### WRITTEN EXERCISE:
Write out as a numbered list the lines of the records below, from the line with "tag the light bulb, one point per instance." to the line with "<point>386,201</point>", skipping blank lines and leaving out the pictures.

### DATA SUPPLIED:
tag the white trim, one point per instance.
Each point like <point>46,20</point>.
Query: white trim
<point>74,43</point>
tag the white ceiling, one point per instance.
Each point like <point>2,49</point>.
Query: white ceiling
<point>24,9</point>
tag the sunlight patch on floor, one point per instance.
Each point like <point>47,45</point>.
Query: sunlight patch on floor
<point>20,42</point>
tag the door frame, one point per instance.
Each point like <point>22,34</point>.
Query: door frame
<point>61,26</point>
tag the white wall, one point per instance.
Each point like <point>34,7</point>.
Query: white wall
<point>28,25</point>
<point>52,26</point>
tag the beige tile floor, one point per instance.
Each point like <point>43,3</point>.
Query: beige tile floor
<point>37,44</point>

...

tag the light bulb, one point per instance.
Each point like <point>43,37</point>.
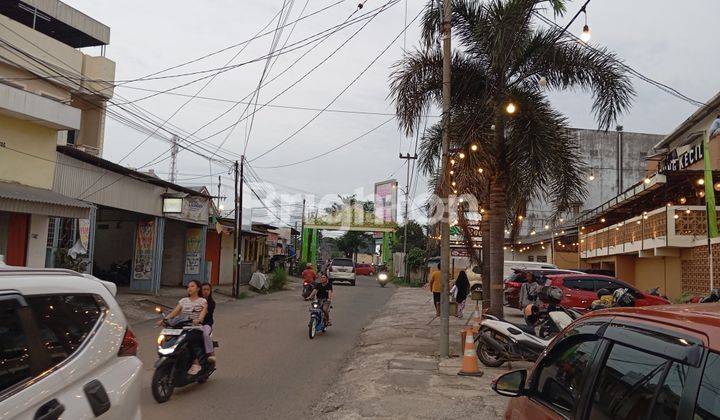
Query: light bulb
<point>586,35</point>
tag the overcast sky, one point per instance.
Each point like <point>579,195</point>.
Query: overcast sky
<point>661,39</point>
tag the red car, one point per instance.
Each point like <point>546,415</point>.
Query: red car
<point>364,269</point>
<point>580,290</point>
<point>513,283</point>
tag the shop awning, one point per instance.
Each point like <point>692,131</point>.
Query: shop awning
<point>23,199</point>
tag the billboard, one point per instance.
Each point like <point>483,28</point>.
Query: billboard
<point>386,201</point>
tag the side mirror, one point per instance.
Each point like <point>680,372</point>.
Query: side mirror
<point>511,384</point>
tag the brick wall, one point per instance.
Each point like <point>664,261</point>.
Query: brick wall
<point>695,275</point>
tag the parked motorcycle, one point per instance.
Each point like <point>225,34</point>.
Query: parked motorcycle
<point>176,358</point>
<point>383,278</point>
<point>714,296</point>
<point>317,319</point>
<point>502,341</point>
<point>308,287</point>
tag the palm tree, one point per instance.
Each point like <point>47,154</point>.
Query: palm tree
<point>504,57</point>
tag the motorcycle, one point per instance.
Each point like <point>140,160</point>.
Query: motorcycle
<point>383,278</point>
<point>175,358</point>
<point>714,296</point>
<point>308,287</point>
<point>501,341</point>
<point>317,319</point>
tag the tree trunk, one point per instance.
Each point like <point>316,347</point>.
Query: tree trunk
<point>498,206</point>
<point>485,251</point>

### TASK RESULT:
1. tag the light bulb, one point per instance.
2. Each point like <point>43,37</point>.
3. Query: light bulb
4. <point>586,35</point>
5. tag the overcast sky, one point per instance.
6. Each point like <point>579,195</point>.
7. Query: overcast sky
8. <point>661,39</point>
9. tag the red car, one point per instance.
10. Each point like <point>546,415</point>.
11. Query: red car
12. <point>364,269</point>
13. <point>580,290</point>
14. <point>513,283</point>
15. tag the shop awning, one point per instance.
16. Each point like <point>692,131</point>.
17. Query: shop awning
18. <point>23,199</point>
19. tag the billboard, one point per instance.
20. Each point like <point>483,28</point>.
21. Query: billboard
22. <point>386,201</point>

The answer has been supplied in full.